__Exercise requirements__: Which lines in the data below contain the string "coordinates"? Pull out each of them, matching case exactly.

__Excerpted data__:
* * * *

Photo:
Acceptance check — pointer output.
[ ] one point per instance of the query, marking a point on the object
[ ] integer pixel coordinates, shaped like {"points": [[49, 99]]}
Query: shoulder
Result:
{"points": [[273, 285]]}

* * * *

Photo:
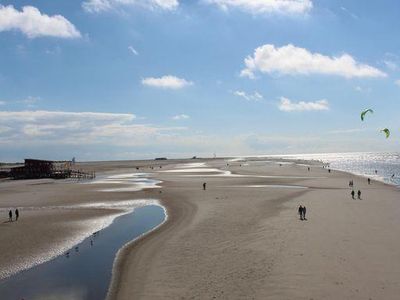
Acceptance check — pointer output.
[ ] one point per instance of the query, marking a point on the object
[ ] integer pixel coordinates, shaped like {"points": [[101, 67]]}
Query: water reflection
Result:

* * * *

__Finished answer__:
[ ] integer pixel coordinates, shaped like {"points": [[49, 99]]}
[ ] integer pixel coordinates, shaped like {"points": [[101, 67]]}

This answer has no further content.